Convert the lines of the rows below into a JSON list of strings, one string per line, leaving out blank lines. Start at the line containing "[tag] one dot per instance, sample [855,308]." and end at the last line of the rows.

(Dataset rows)
## start
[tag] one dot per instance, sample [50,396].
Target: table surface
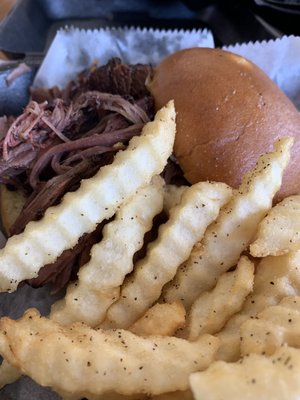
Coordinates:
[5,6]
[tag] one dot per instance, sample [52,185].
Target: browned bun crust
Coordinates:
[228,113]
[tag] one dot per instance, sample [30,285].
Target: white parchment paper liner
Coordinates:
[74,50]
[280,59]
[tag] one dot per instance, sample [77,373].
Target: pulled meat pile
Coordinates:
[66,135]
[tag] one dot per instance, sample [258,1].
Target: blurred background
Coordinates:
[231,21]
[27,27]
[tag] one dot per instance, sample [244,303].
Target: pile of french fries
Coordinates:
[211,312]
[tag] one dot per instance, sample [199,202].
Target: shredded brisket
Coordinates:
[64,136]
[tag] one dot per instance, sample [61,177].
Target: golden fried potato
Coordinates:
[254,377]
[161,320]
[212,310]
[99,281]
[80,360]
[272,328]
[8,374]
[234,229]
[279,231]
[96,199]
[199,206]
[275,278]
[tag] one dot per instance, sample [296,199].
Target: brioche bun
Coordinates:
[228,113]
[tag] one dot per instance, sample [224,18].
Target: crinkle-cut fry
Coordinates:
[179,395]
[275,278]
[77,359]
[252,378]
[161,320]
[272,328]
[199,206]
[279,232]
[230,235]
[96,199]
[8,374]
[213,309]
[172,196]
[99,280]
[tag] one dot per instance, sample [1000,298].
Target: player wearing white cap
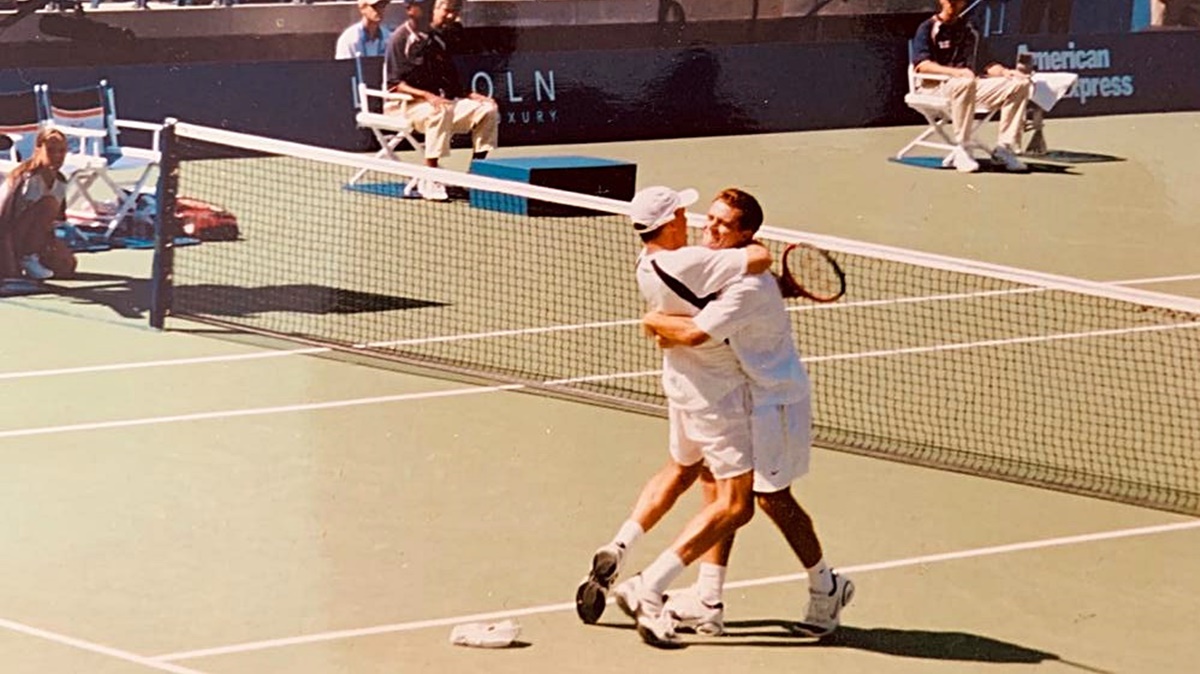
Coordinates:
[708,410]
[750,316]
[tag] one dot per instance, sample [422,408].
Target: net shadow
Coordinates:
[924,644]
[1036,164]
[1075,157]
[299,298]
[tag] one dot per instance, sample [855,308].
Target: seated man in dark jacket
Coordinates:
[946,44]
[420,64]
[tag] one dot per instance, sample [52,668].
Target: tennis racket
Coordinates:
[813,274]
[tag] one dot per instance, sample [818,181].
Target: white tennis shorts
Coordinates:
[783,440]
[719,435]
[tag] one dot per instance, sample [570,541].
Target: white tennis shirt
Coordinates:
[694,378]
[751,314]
## end
Result for this exercise:
[
  "[tag] one dot per instance, sample [855,308].",
  "Target: seated man in dark jacket",
  "Coordinates:",
  "[946,44]",
  "[420,64]",
  "[tag] one dot per instance, sample [52,668].",
  "Target: tennis racket",
  "Coordinates:",
  "[813,274]",
  "[tag] one dot per instance, sample [818,181].",
  "Target: white tennis shorts",
  "Coordinates:",
  "[783,440]",
  "[719,435]",
  "[tag] one dot per instance, sample [570,541].",
  "Target: white tennis shirt",
  "Coordinates:",
  "[694,378]",
  "[751,314]"
]